>> begin SELECTED EXTRACT

Need help finding guest for show on Aleister Crowley

Passio did some stuff on him, but I skimmed through the video of Crowley is someone who doesn't interest me. Passio said he had some good information, but fell off the path and natural law had caught up to him and that's why his life ended it the way it did.

His name seems to come up quite often lately so I guess I will research him
I reached out to Passio but no reply yet. I'd love to gently push him on his claim that we should, "do what Crowley says not what he did." As if! I'd suggest we take it one step further and not bother with Crowley at all... except for this episode.
 
Ah yeah he's not exactly in the same circle as the esoteric folk, he's a fiction writer but he has a lot of essays on the subjects around this board:

http://www.warrenellis.com/

Honestly I'm curious how these sorts of people feel about the bleed of esoterics and alternate models of consciousness into pop culture. Heck Alan Moore, if anyone could reach him, would be another interesting guy as he knows about Crowley and those folk as well - Aeon even wrote an article about Moore's idea of Time.

>> end SELECTED EXTRACT
>> begin STORED ROWS

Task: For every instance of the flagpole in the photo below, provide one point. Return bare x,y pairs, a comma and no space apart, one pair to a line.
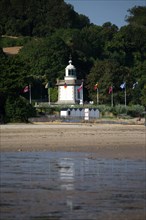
49,92
30,93
97,97
125,96
112,97
82,94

>> end STORED ROWS

WRITTEN REQUEST
According to the forum thread about Aleister Crowley, why did Passio say Crowley's life ended the way it did? Please answer in one sentence. The listing has nothing to do with the forum thread about Aleister Crowley.

OUTPUT FOR THIS EXERCISE
Passio said Crowley fell off the path and natural law caught up to him.